• [Task prompt]:
Set down the data below in full, exactly as it reads, but without the pictures.

• [Source records]:
* * * * *

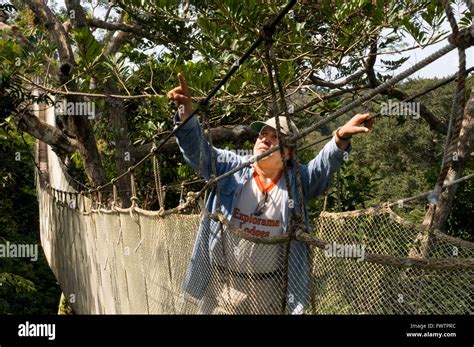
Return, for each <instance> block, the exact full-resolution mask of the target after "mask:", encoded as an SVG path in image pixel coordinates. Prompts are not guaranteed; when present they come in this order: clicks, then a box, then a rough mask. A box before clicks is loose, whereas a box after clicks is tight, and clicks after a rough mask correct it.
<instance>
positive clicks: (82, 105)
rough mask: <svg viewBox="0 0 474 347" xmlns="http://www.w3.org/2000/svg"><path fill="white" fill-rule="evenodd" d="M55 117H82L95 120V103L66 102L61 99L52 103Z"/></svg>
mask: <svg viewBox="0 0 474 347" xmlns="http://www.w3.org/2000/svg"><path fill="white" fill-rule="evenodd" d="M54 109H55V112H56V115H64V116H84V117H87V118H89V119H95V103H94V102H92V101H67V100H66V99H63V100H61V101H57V102H55V103H54Z"/></svg>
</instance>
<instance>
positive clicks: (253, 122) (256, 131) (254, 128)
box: [250, 121, 267, 134]
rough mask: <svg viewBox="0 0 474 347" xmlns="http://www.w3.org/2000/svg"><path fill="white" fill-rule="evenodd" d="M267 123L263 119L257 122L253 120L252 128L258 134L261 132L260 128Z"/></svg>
mask: <svg viewBox="0 0 474 347" xmlns="http://www.w3.org/2000/svg"><path fill="white" fill-rule="evenodd" d="M265 125H267V124H265V123H264V122H261V121H256V122H253V123H251V124H250V129H252V130H253V131H256V132H257V133H258V134H260V130H262V128H263V127H264V126H265Z"/></svg>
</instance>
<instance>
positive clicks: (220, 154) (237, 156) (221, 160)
mask: <svg viewBox="0 0 474 347" xmlns="http://www.w3.org/2000/svg"><path fill="white" fill-rule="evenodd" d="M247 156H253V150H251V149H228V147H226V148H225V150H223V151H220V152H219V154H218V156H217V162H218V163H233V162H238V161H239V157H247Z"/></svg>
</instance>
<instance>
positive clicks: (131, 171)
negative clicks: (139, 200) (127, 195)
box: [128, 167, 138, 211]
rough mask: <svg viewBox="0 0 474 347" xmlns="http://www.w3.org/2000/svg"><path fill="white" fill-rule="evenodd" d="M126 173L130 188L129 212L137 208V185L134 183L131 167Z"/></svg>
mask: <svg viewBox="0 0 474 347" xmlns="http://www.w3.org/2000/svg"><path fill="white" fill-rule="evenodd" d="M128 172H129V173H130V186H131V188H132V196H131V197H130V202H131V203H132V206H131V207H130V208H131V211H133V209H134V207H136V206H137V202H138V197H137V185H136V182H135V173H134V172H133V170H132V167H130V168H129V169H128Z"/></svg>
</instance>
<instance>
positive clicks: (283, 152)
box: [262, 28, 303, 314]
mask: <svg viewBox="0 0 474 347" xmlns="http://www.w3.org/2000/svg"><path fill="white" fill-rule="evenodd" d="M262 34H263V35H264V39H265V64H266V66H267V72H268V78H269V87H270V93H271V98H272V103H273V108H274V110H275V109H276V112H274V115H276V117H275V123H276V127H277V129H276V130H277V138H278V143H279V144H280V156H281V159H282V161H283V173H284V176H285V183H286V187H287V188H286V189H287V192H288V199H289V201H294V200H293V193H292V191H291V182H290V177H289V175H288V166H287V162H286V160H285V151H284V148H285V144H284V143H283V141H282V138H281V125H280V119H279V118H280V116H279V114H280V112H279V110H278V104H277V97H276V92H275V81H274V79H273V72H274V71H275V75H276V70H274V67H273V64H272V47H273V38H272V36H271V35H272V34H273V33H269V32H266V31H265V28H264V29H263V32H262ZM275 77H276V76H275ZM281 99H282V100H280V102H281V105H282V107H283V110H284V111H285V114H286V115H287V112H286V102H285V100H284V95H283V97H282V98H281ZM287 122H288V118H287ZM288 124H289V125H290V123H288ZM289 128H290V129H291V126H289ZM290 131H291V130H290ZM292 205H293V207H291V206H290V209H291V216H290V220H289V223H288V230H287V232H288V235H289V236H290V239H289V240H288V242H286V243H285V249H284V254H283V261H284V264H283V276H284V278H285V279H286V280H285V281H284V282H283V288H282V293H283V295H282V302H281V313H282V314H285V313H286V307H287V306H288V282H289V270H288V269H289V255H290V245H291V238H293V237H294V235H295V228H296V223H297V221H298V220H299V216H298V214H297V213H296V208H295V207H294V206H295V205H294V202H293V204H292ZM300 207H301V208H303V206H302V205H300Z"/></svg>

* * * * *

• [Your response]:
Return, for each <instance> block, the exact full-resolution mask of the target after "mask:", encoded as an SVG path in image pixel coordinates. Prompts are not guaranteed; when present they come in this order: clicks, then a box, then a rough mask. A box before clicks is loose, whereas a box after clicks is tight, and clicks after a rough mask correct it.
<instance>
positive clicks: (82, 105)
rough mask: <svg viewBox="0 0 474 347" xmlns="http://www.w3.org/2000/svg"><path fill="white" fill-rule="evenodd" d="M55 117H82L95 120V103L66 102L61 99L52 103Z"/></svg>
mask: <svg viewBox="0 0 474 347" xmlns="http://www.w3.org/2000/svg"><path fill="white" fill-rule="evenodd" d="M54 109H55V112H56V115H64V116H84V117H87V118H89V119H95V103H94V102H92V101H67V100H66V99H63V100H61V101H57V102H55V103H54Z"/></svg>
</instance>
<instance>
positive clicks: (253, 122) (256, 131) (254, 128)
box: [250, 121, 267, 134]
rough mask: <svg viewBox="0 0 474 347" xmlns="http://www.w3.org/2000/svg"><path fill="white" fill-rule="evenodd" d="M267 123L263 119L257 122L253 120L252 128L258 134L261 132L260 128Z"/></svg>
mask: <svg viewBox="0 0 474 347" xmlns="http://www.w3.org/2000/svg"><path fill="white" fill-rule="evenodd" d="M265 125H267V124H265V123H264V122H261V121H256V122H253V123H251V124H250V129H252V130H253V131H256V132H257V133H258V134H260V130H262V128H263V127H264V126H265Z"/></svg>
</instance>
<instance>
positive clicks: (220, 154) (237, 156) (221, 160)
mask: <svg viewBox="0 0 474 347" xmlns="http://www.w3.org/2000/svg"><path fill="white" fill-rule="evenodd" d="M247 156H253V150H251V149H228V147H226V148H225V150H223V151H220V152H219V154H218V156H217V162H218V163H233V162H238V161H239V157H247Z"/></svg>
</instance>
<instance>
positive clicks: (131, 171)
negative clicks: (139, 200) (127, 195)
box: [128, 167, 138, 211]
rough mask: <svg viewBox="0 0 474 347" xmlns="http://www.w3.org/2000/svg"><path fill="white" fill-rule="evenodd" d="M126 173L130 188L129 212L137 208V185L134 183L131 167Z"/></svg>
mask: <svg viewBox="0 0 474 347" xmlns="http://www.w3.org/2000/svg"><path fill="white" fill-rule="evenodd" d="M128 172H129V173H130V186H131V188H132V196H131V197H130V202H131V203H132V206H131V207H130V208H131V211H133V209H134V207H136V206H137V202H138V197H137V185H136V182H135V173H134V172H133V170H132V167H130V168H129V169H128Z"/></svg>
</instance>
<instance>
positive clicks: (283, 152)
box: [262, 28, 303, 314]
mask: <svg viewBox="0 0 474 347" xmlns="http://www.w3.org/2000/svg"><path fill="white" fill-rule="evenodd" d="M262 34H263V35H264V39H265V64H266V66H267V72H268V78H269V87H270V93H271V98H272V103H273V108H274V110H275V109H276V112H274V115H276V117H275V123H276V127H277V129H276V130H277V138H278V143H279V144H280V156H281V159H282V161H283V173H284V176H285V183H286V187H287V188H286V189H287V192H288V199H289V201H294V200H293V193H292V191H291V182H290V177H289V175H288V166H287V162H286V160H285V151H284V148H285V144H284V143H283V141H282V138H281V125H280V119H279V118H280V116H279V114H280V112H279V110H278V104H277V97H276V92H275V81H274V79H273V72H274V71H275V75H276V70H274V67H273V64H272V47H273V38H272V36H271V35H272V34H273V33H269V32H266V31H265V28H264V29H263V32H262ZM275 77H276V76H275ZM281 99H282V100H280V102H281V105H282V107H283V110H284V111H285V114H286V115H287V112H286V102H285V100H284V95H283V97H282V98H281ZM287 122H288V118H287ZM288 124H289V125H290V123H288ZM289 128H290V129H291V126H289ZM290 131H291V130H290ZM292 205H293V207H291V206H290V209H291V216H290V220H289V223H288V230H287V232H288V235H289V236H290V239H289V240H288V242H286V243H285V249H284V254H283V261H284V264H283V276H284V278H285V279H286V280H285V281H284V282H283V288H282V293H283V295H282V302H281V313H282V314H285V313H286V307H287V306H288V282H289V270H288V269H289V255H290V245H291V238H293V237H294V235H295V228H296V223H297V221H298V220H299V216H298V214H297V213H296V208H295V207H294V206H295V205H294V202H293V204H292ZM300 207H301V208H303V206H302V205H300Z"/></svg>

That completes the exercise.